YOUR ASSIGNMENT:
Which of the lines in the data mention the string "head"? List them all.

Referring expression pointing data:
--- START ---
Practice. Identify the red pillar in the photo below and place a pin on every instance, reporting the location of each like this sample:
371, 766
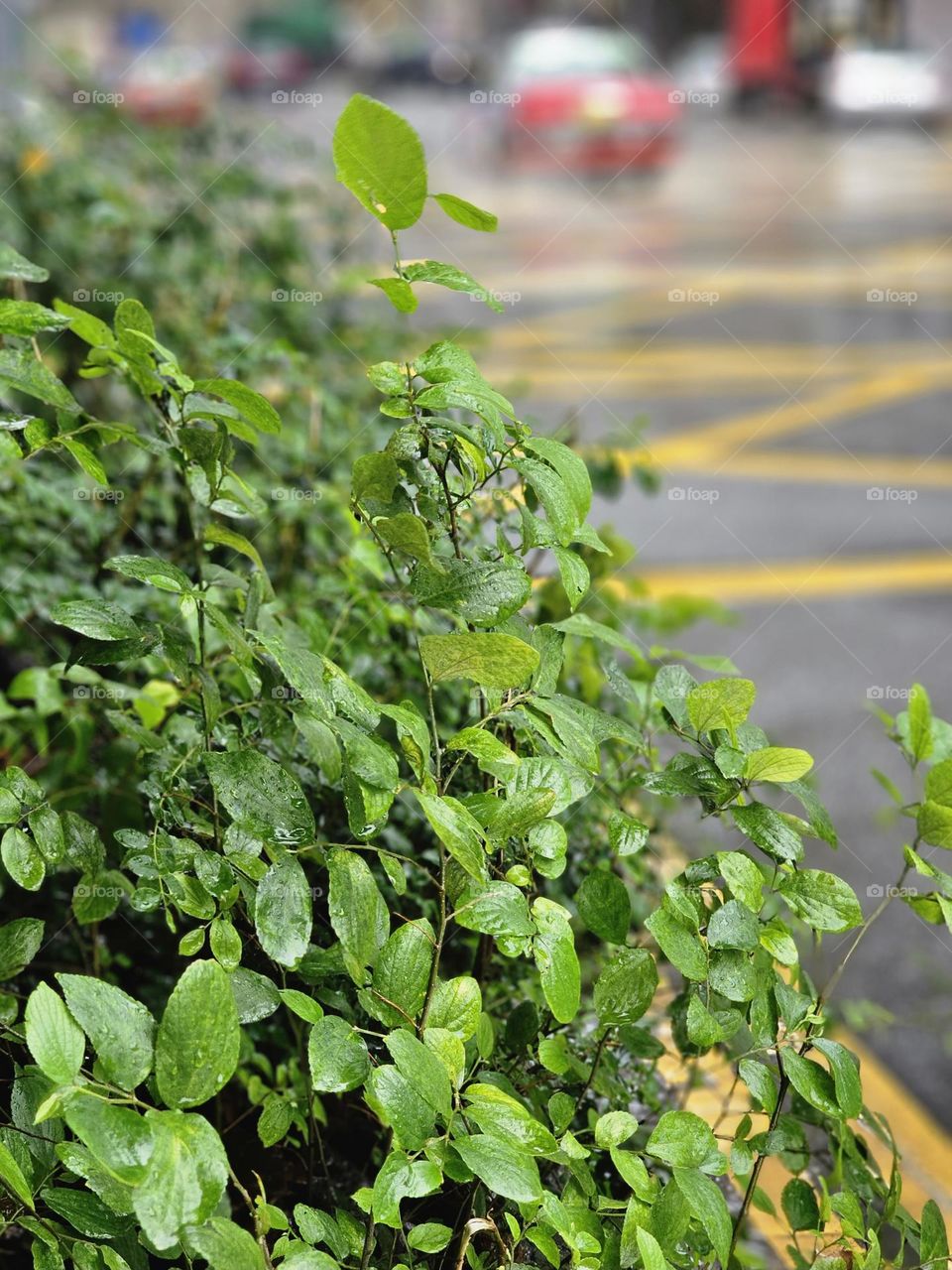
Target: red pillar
760, 45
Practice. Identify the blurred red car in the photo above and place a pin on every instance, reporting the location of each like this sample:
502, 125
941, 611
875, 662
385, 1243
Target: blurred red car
587, 98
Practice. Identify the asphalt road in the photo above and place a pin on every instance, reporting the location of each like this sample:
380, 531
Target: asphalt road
772, 310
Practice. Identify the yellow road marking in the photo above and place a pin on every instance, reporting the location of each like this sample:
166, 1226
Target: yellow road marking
807, 579
797, 417
811, 467
924, 1147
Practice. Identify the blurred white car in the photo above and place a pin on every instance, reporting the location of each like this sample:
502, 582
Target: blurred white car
881, 82
701, 71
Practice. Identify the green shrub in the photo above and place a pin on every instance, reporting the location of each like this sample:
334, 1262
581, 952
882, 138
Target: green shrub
403, 906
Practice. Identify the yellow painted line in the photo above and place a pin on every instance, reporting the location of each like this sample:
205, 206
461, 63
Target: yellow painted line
794, 417
807, 579
924, 1147
896, 471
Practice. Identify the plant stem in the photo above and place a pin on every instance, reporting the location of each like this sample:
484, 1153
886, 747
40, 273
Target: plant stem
823, 996
438, 949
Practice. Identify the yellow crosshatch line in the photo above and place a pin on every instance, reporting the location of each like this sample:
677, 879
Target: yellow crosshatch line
754, 581
925, 1150
833, 384
896, 471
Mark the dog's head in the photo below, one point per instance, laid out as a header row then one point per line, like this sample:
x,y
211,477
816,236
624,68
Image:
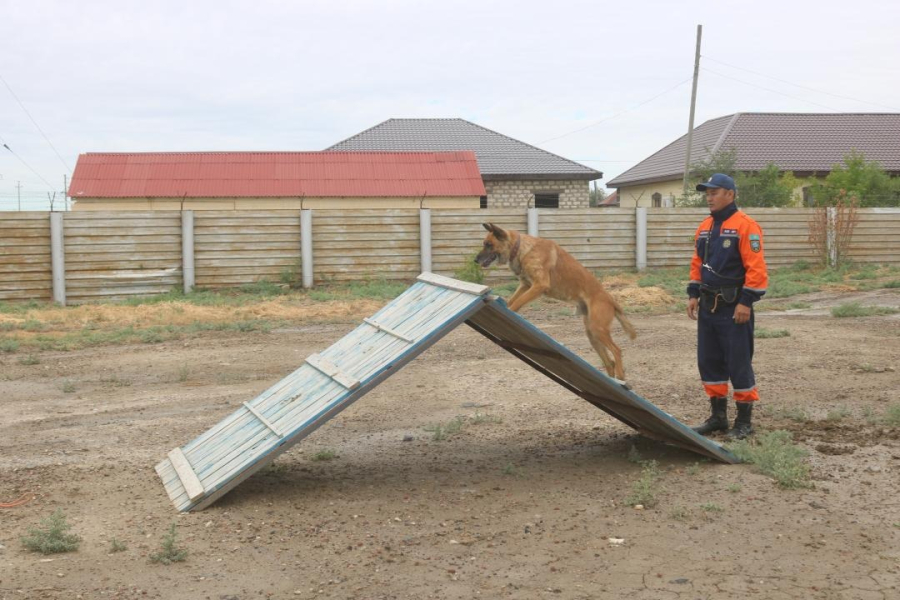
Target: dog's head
--- END ---
TASK RESPONSE:
Mark the dog's head in the photo below, one point per instance, laid out as a header row then one point per line, like this sample:
Target: dog's head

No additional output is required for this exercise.